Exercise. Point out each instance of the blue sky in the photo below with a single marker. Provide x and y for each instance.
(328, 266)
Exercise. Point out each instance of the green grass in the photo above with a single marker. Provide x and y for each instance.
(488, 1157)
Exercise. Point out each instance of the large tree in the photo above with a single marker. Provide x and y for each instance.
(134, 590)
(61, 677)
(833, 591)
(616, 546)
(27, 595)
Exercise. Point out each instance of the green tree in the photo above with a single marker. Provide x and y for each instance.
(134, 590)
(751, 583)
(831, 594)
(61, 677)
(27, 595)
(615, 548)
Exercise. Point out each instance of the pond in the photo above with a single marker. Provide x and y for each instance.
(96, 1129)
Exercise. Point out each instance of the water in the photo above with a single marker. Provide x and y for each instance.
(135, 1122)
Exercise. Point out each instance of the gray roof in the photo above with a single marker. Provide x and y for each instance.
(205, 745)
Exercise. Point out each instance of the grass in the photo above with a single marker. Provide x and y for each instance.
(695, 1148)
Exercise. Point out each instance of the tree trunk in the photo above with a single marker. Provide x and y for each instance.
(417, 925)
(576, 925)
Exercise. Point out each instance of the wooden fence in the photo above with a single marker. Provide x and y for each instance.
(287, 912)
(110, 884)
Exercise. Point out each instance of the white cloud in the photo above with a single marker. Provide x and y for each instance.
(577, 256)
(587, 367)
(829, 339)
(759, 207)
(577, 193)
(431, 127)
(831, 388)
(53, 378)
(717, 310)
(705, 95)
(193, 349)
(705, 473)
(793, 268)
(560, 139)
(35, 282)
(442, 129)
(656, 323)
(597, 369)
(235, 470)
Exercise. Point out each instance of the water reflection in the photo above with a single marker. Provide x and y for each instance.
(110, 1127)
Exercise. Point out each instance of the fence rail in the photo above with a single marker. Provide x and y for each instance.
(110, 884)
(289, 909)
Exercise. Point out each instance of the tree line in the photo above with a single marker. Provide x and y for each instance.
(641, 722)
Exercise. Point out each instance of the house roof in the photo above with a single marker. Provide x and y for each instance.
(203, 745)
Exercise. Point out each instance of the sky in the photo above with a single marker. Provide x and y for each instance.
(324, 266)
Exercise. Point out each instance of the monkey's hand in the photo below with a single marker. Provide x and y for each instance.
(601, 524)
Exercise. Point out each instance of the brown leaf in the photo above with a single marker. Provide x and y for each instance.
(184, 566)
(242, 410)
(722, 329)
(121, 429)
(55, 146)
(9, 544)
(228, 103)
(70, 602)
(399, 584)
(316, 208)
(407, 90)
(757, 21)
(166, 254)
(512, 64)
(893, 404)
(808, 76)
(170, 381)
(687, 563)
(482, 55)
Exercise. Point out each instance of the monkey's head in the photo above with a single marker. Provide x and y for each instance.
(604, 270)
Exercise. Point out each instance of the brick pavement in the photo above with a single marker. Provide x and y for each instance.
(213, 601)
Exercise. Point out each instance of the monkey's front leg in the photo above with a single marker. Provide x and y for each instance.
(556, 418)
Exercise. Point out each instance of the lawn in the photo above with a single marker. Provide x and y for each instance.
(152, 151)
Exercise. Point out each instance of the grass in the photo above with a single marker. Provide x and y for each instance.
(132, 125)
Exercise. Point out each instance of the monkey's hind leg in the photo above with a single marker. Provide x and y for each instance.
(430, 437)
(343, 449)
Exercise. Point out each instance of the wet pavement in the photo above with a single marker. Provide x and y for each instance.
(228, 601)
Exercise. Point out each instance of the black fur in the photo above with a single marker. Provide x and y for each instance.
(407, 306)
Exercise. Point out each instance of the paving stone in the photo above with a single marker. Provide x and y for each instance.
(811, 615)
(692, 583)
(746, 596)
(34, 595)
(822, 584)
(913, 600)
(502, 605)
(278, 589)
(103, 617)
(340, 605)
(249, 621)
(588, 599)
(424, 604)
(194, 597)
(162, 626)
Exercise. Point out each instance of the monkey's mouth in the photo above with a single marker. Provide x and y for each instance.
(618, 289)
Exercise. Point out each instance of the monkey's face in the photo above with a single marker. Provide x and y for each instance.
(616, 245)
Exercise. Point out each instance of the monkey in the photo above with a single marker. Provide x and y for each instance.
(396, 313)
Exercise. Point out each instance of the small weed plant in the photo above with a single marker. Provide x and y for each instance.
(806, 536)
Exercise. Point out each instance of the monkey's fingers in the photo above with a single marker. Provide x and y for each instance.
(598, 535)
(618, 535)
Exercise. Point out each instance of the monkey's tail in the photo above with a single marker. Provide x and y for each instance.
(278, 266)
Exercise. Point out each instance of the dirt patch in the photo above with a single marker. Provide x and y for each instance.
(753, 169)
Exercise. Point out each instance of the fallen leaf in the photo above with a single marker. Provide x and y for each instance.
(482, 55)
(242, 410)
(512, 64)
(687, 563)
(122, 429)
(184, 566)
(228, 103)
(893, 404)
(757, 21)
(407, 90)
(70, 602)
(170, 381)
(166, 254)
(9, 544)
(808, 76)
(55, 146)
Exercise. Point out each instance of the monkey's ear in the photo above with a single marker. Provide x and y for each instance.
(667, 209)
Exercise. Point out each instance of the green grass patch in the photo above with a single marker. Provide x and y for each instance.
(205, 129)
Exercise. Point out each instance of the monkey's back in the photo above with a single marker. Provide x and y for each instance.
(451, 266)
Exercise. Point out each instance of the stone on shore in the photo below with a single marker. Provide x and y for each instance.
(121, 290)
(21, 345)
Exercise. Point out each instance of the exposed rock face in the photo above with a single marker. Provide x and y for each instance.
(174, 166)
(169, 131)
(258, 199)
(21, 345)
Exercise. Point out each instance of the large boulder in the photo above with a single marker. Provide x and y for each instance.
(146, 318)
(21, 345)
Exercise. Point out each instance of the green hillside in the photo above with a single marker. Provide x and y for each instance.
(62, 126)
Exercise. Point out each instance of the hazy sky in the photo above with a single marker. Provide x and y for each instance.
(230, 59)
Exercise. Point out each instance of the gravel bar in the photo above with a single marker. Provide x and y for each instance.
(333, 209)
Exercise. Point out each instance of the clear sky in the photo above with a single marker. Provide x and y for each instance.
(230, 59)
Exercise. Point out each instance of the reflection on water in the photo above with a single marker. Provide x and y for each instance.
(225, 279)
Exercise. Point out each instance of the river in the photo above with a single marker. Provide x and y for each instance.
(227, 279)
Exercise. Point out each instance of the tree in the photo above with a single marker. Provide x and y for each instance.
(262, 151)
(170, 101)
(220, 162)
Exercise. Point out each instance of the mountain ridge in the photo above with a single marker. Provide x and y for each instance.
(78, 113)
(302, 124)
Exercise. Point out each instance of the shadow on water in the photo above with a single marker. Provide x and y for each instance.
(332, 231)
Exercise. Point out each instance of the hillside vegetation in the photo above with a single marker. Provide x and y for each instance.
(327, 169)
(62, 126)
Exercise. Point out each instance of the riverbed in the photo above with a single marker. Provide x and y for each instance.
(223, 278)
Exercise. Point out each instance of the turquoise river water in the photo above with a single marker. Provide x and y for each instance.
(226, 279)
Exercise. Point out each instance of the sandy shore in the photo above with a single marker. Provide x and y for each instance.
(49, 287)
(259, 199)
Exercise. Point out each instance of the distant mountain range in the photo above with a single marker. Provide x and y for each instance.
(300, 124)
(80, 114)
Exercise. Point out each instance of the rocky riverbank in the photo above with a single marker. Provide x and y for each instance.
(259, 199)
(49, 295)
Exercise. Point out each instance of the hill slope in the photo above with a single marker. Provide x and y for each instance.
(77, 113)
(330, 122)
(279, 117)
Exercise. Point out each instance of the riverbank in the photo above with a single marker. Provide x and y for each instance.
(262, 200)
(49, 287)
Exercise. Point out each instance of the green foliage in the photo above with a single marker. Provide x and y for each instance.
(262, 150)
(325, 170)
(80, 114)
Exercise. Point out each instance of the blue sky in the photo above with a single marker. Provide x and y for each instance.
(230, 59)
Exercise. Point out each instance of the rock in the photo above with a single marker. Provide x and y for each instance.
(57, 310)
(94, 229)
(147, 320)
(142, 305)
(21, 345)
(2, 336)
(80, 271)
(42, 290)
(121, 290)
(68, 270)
··········
-- Written instruction --
Update the data from its first line through the line that contains "(488, 1157)", changing "marker" to "dot". Leave everything else in those lines unchanged.

-- Response to this exercise --
Exercise. Point out each instance of the blue sky in the photo below with a single dot. Provide x and y for each instance.
(328, 266)
Exercise. Point out each instance of the green grass in the photo above with a single dot. Provide x and y for each instance.
(488, 1157)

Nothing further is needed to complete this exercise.